### Passage provided
*****

TransWikia.com

Mathematica style guide?

Mathematica Asked by faysou on December 3, 2020

I encountered this site today https://code.google.com/p/google-styleguide/ regarding the programming style in some languages. What would be best programming practices in Mathematica, for small and large projects ?

7 Answers

I think this is a very relevant question as I think it is agreed standard that having "a" coding styleguide for every project where several people write code is a very good (inevitable?) thing. It also seems to be agreed that it is more important to have a styleguide/standard than how excatly that looks like. I also am convinced that especially for Mathematica there are many details which should be handled differently for different kinds of projects and teams.

Thus instead of giving just an example of another style convention I think it makes more sense to write up a list of things that such a guidline could/should address. It would then be a second step to fill these entries with content (or probably avoid some) and probably every team/project wants to have their own details. I would prefer to not fill in specific suggestions for each entry here (too much danger of nonagreement), if people think it would make sense to work on a "mathematica stack exchange users" suggestion there is the other wiki answer from Szabolcs which could be used for that. Of course such a list will never be complete, and for some entries it might be open to debate whether they are relevant at all. I made this list a community wiki and invite everyone to contribute. My suggestion is to not delete entries which one thinks are not relevant but only give some pro/con arguments for them.

Use of Tools

It might make sense to make requirements about which tools to use or not use, there a plenty of possibilities to write, develop, document and test mathematica code. It certainly is good to have a convention about that. Possible decisions include:

  • use of frontend, workbench, text-editors, other IDEs (e.g. the Mathematica IDEAS plughin) for code development
  • use of internal or external tools to write/run tests
  • use of version control system and which
  • use of external tools for e.g. documentation

of course not all of these are independent, it is known that notebooks are not working welll together with version control systems, so making use of the latter might influence the decision about whether to use the frontend (or more precisely notebook files for code) or not...

*****

### Data extract
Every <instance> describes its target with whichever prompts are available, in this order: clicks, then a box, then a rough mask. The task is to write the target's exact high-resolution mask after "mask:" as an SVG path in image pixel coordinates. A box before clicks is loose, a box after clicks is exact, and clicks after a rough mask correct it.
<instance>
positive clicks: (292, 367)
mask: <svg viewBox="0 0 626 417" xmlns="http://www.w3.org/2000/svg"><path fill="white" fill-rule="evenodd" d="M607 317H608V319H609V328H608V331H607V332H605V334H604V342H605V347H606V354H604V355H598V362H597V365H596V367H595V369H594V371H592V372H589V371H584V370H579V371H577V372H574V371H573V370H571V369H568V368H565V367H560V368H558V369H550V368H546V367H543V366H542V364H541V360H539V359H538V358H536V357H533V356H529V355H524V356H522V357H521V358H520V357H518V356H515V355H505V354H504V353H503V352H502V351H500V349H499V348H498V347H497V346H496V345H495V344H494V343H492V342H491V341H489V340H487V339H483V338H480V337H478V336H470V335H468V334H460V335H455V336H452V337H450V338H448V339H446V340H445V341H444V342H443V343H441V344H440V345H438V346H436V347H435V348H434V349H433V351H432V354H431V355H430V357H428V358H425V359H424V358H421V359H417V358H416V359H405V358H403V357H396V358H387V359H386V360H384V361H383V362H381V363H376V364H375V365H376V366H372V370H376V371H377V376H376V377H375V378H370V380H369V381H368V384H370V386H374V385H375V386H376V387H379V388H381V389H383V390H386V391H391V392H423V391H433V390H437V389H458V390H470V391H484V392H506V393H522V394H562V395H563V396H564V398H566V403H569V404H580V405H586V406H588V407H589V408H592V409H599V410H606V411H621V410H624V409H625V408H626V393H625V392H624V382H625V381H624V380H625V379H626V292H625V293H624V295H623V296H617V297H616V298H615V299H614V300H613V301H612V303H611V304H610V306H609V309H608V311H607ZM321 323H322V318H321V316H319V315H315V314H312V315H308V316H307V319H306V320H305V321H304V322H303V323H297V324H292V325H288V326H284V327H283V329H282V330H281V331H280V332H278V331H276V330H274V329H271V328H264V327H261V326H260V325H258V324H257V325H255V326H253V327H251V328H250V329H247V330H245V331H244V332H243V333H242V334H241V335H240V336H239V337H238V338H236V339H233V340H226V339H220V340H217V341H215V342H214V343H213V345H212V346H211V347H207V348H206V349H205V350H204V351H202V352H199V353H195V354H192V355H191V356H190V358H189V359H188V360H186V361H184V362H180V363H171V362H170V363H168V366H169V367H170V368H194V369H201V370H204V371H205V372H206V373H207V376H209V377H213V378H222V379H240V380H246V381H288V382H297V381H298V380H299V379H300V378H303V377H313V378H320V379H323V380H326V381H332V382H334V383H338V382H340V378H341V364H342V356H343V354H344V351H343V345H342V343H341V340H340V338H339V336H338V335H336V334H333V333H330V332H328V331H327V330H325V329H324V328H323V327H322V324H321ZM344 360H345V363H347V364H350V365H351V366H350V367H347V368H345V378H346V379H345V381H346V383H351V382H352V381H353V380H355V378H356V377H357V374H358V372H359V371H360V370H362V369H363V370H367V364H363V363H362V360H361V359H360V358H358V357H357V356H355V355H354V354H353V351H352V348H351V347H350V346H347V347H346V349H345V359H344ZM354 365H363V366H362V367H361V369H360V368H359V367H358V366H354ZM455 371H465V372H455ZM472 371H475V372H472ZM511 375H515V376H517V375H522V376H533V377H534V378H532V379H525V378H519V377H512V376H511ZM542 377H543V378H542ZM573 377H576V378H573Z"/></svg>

*****

### Instructions to follow
Can you write what comes next in the Mathematica style guide thread, picking up after its last sentence? The listing has nothing to do with the Mathematica style guide thread.

### Result below
File/Code Organisation

Use of File Formats

  • use of notebooks or packages for source code
  • use of notebooks or other formats for documentation
  • file formats for data that is relevant for the project (e.g. csv vs. excel)

Organization of Project/Source-Code Directory

  • define directory layout and which content should go where
  • modularisation of code:
    • how much content per file: one function/symbol definition per file,
    • how many lines are typically acceptable per function, per file,...
    • under which conditions are exceptions from the above acceptable?
    • use of extra directories vs. just extra package files for subpackages
    • use and naming of public/private contexts for subpackages
  • use of Protect and other Attributes for symbols.

Naming Conventions

Directory/File Names

  • require restrictions so that package files can be loaded with Needs
  • uppercase/camelcase/... conventions for directories and filenames
  • use of "-","_", " ",... in (non-package) filenames
  • use of file extensions, upper-/lower-case

Symbol Names

  • upper vs. lower CamelCase, allow/suggest just lower case
  • allow non-ascii characters in symbol names or not? if yes, restrict to subset like e.g. greek letters?
  • make naming depend on symbol purpose and content? If yes:
    • use verbs for symbols used as functions, nouns for symbols used as variables
    • use of singular vs. plural for lists (number[[idx]] vs. numbers[[idx]]), or other conventions as numberArray[[x]]
    • conventions for e.g. variables used as loop counters, flags, ...
    • use of mathematica like xxxQ functions vs. isXxx as used in many other languages
    • use a leading $ to indicate use of a global variable.
    • all uppercase names for constant (wide use in other languages, but does anyone use that in Mathematica?)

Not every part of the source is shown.